### SOURCE PASSAGE
* * *

A new normal?
As we adjust to the norms of this covid-hit world, some norms, however, remain the same….risk and return. Some time ago, I was invited to invest in an opportunity on the investment thesis that the entry price was very attractive. It was a 50% discount to the last round. However, on closer analysis, the last round was held in November 2019, clearly before the covid virus ravaged the world. So 50% of that valuation may not even reflect the current valuation, let alone a discount. How much should it be now?
Pandemic and Valuations
Well, as usual, that would depend on demand and supply ultimately and while supply may be limited, demand can be varied, depending on one’s perception of risk and reward. When does one expect that a safe and effective vaccine be available globally? How would the business model be affected post pandemic?
Notwithstanding this, i also had issue with the structure. The shares offered are vendor shares (nothing wrong with this) and would be ‘managed’ in a SPV by another shareholder who happens to be a fund manager. Fees and Carry would be payable.
Prima facie, there is nothing wrong with that except that the risk-return profile would be skewed as the shareholder/fund manager would also have their own pot of shares to be managed and conflict of interest may set in. When the going gets tough, desperate people will do desperate things and which set of shares would then be sacrificed for the ‘greater good’ ?
I have also seen good opportunities bite the dust because of indecision during this period. That would be a blog for another time….. till then, stay safe.

* * *

Point localization data
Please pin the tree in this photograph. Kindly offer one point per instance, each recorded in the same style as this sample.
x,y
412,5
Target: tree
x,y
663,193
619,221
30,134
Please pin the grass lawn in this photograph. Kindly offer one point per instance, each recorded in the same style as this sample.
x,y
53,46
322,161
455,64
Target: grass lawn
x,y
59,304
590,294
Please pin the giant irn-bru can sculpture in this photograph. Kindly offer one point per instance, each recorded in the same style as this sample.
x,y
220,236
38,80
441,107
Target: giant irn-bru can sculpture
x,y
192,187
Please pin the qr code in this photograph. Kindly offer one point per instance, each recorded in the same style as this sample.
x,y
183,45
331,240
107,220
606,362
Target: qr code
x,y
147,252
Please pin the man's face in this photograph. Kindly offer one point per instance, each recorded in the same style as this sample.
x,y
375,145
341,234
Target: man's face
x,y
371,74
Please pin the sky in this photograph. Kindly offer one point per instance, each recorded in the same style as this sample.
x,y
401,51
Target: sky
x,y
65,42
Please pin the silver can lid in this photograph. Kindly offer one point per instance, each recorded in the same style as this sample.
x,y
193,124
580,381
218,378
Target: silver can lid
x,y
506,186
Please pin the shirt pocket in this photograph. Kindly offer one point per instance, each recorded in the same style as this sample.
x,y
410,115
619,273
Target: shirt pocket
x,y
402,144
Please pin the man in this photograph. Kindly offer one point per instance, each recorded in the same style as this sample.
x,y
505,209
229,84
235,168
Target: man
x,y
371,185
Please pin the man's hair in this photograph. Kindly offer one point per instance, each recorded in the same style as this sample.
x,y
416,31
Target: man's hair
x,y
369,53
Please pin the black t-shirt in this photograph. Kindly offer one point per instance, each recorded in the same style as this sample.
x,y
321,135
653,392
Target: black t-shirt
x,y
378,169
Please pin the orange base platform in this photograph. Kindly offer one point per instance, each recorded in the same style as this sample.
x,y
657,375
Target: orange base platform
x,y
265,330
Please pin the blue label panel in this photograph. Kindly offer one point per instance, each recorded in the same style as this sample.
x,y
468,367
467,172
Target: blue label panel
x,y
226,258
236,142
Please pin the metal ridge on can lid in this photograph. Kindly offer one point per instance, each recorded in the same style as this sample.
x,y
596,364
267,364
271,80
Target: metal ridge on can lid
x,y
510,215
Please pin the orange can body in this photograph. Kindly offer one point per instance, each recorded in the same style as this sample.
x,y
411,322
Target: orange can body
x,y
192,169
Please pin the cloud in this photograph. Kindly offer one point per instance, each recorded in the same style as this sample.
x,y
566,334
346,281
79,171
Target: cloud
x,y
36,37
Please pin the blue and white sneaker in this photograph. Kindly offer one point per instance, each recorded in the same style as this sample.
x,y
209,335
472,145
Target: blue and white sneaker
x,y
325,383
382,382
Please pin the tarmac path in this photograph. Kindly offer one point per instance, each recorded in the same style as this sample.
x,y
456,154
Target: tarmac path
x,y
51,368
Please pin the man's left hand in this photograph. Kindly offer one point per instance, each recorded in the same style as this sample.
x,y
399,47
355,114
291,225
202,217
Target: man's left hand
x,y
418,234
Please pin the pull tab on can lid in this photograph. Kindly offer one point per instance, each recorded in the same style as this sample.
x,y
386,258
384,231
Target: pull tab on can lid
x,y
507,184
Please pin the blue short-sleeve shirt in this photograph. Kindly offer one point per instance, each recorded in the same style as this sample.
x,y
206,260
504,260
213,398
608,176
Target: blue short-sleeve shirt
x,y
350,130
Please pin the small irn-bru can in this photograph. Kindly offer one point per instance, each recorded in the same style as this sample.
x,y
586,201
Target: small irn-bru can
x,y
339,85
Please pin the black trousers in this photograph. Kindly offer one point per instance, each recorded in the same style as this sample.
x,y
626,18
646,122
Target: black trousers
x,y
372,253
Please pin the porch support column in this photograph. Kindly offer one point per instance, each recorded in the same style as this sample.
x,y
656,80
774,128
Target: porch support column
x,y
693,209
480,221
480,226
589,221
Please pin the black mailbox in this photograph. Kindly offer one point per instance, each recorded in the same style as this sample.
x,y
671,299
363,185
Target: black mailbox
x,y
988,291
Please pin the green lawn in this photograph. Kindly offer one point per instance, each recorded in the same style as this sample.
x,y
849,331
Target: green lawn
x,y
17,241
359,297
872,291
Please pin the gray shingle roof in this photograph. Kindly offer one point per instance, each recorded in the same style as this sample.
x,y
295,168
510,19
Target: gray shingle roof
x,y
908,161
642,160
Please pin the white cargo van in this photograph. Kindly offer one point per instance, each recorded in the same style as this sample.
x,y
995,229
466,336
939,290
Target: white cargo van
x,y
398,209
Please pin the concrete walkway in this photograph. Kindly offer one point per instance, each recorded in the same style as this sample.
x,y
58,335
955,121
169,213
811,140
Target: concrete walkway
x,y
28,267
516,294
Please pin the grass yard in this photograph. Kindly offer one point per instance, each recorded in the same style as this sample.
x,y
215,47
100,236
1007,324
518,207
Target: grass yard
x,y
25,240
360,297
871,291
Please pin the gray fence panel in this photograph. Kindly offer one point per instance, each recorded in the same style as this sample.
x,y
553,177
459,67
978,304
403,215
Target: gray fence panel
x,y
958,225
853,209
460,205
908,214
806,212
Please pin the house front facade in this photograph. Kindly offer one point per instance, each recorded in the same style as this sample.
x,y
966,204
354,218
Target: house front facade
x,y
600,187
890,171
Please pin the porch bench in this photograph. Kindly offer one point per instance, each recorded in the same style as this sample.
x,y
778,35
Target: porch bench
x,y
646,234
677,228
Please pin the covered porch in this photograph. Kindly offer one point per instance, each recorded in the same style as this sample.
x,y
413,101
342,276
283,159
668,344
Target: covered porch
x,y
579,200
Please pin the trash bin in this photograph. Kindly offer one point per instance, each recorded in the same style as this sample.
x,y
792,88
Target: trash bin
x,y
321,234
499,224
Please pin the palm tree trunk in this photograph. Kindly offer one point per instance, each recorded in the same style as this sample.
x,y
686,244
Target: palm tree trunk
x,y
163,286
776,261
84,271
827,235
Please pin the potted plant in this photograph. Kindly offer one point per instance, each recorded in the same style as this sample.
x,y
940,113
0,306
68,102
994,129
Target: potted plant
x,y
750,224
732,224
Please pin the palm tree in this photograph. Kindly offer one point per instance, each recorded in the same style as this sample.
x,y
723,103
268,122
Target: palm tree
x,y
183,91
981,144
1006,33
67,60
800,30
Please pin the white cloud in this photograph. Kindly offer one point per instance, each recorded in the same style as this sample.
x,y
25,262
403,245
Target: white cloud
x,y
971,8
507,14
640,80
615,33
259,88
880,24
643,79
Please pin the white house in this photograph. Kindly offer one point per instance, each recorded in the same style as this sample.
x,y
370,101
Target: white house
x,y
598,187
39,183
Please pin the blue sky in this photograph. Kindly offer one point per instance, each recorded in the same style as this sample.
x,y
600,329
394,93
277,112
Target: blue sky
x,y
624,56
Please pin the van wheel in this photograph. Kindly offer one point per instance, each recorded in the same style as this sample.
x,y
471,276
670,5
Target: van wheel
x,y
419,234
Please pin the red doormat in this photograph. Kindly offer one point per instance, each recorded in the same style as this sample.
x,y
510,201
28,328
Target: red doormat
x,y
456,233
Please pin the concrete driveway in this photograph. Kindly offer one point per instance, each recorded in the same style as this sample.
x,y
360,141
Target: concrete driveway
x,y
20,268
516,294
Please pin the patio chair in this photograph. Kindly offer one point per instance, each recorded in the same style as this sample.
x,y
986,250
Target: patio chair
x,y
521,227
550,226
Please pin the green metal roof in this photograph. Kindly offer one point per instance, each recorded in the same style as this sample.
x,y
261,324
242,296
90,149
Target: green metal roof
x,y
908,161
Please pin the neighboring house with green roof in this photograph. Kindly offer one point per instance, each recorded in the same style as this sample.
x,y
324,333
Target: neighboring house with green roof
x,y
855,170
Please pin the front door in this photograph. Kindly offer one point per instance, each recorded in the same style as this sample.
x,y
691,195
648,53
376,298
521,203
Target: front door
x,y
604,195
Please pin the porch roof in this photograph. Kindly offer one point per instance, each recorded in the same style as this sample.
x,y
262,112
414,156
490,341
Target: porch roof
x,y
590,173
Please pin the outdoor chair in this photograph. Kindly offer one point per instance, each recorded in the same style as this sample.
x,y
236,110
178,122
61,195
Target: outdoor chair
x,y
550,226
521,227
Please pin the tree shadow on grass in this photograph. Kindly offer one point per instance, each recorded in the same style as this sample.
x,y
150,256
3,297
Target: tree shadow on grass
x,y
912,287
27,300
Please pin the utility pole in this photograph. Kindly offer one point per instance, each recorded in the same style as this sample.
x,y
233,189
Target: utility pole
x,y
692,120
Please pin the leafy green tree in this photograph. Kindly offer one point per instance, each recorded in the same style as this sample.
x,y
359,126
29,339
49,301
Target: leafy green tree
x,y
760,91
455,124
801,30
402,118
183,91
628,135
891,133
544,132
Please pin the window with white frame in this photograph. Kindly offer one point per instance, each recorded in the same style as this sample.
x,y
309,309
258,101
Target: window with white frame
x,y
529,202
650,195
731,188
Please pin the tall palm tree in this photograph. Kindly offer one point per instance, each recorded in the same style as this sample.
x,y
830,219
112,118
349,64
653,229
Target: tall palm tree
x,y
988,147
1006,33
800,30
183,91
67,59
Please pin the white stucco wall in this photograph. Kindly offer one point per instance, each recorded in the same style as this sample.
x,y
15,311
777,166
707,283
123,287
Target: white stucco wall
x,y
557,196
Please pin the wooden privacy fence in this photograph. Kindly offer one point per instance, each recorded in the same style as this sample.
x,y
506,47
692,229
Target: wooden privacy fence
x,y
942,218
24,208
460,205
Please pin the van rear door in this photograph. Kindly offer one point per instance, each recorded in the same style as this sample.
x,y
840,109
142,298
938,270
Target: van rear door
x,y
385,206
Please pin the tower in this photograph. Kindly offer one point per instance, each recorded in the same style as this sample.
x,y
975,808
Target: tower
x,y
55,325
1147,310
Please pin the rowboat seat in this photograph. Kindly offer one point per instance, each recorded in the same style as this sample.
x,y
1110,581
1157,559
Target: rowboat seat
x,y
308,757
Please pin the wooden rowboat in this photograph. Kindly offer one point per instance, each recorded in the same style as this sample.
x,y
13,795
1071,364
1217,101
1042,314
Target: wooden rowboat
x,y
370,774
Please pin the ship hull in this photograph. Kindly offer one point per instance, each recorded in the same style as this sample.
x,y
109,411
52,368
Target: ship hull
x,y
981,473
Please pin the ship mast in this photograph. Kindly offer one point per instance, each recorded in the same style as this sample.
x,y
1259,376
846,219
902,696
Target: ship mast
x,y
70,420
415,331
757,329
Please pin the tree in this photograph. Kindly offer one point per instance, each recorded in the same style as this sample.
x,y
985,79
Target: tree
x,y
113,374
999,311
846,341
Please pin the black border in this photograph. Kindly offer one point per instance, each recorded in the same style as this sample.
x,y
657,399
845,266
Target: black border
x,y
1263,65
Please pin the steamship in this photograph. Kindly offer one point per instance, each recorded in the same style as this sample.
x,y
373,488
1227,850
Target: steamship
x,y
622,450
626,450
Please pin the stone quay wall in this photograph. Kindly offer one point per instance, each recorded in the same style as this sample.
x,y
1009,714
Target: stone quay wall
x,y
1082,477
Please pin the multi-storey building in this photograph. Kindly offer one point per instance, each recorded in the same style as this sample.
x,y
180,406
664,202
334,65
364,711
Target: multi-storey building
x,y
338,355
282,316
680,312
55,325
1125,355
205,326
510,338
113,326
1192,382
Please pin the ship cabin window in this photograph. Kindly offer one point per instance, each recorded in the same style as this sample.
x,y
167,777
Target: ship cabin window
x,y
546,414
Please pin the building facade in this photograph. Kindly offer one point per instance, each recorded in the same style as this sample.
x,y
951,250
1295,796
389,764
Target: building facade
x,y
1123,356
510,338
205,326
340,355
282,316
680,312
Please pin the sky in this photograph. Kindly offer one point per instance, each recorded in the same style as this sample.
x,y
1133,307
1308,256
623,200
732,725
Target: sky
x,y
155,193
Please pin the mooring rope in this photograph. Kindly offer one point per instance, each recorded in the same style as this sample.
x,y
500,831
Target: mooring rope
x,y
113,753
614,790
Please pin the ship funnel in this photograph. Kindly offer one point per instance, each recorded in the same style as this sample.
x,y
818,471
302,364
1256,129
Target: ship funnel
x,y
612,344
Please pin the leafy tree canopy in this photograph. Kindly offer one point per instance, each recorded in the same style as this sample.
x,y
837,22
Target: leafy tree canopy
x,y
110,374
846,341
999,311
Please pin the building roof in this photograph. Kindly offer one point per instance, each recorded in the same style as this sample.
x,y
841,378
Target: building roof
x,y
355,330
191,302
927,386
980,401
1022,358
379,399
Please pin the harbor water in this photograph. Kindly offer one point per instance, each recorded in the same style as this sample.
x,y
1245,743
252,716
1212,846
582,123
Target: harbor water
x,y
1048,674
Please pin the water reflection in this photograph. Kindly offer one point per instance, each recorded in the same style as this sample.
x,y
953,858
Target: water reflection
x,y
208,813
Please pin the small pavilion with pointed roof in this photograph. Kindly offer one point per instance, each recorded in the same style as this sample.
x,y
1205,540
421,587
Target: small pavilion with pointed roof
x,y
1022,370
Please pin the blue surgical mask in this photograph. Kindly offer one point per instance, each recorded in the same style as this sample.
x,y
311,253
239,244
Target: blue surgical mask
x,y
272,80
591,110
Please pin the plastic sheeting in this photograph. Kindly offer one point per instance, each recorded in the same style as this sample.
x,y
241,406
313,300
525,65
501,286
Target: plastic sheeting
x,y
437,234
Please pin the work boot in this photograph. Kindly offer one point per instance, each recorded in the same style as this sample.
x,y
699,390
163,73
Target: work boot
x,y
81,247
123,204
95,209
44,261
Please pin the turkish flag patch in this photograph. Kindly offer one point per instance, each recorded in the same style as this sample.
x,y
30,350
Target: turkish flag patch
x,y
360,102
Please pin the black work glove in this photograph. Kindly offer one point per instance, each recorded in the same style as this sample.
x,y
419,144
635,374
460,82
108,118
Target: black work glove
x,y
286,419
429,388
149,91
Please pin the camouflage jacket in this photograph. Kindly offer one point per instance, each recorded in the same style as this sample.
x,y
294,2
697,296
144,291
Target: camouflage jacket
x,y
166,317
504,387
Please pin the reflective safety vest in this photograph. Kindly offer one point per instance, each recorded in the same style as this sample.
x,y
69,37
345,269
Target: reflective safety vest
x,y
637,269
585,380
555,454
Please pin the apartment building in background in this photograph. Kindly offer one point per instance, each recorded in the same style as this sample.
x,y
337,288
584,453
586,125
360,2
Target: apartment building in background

* * *

### TASKS
1 - Decide whether each statement agrees with the blog post on pandemic valuations, answering yes or no and quoting the words that settle it: (a) The last funding round took place in November 2019. (b) The shares on offer were newly issued by the company. (c) No fees would be charged for managing the shares in the SPV.
2 - Print the part of the blog post on pandemic valuations starting at "Notwithstanding this, i" and ending at "then, stay safe.", word for word.

### EXERCISE RESULTS
1 -
(a) Yes: "the last round was held in November 2019"
(b) No: "The shares offered are vendor shares"
(c) No: "Fees and Carry would be payable."

2 -
Notwithstanding this, i also had issue with the structure. The shares offered are vendor shares (nothing wrong with this) and would be ‘managed’ in a SPV by another shareholder who happens to be a fund manager. Fees and Carry would be payable.
Prima facie, there is nothing wrong with that except that the risk-return profile would be skewed as the shareholder/fund manager would also have their own pot of shares to be managed and conflict of interest may set in. When the going gets tough, desperate people will do desperate things and which set of shares would then be sacrificed for the ‘greater good’ ?
I have also seen good opportunities bite the dust because of indecision during this period. That would be a blog for another time….. till then, stay safe.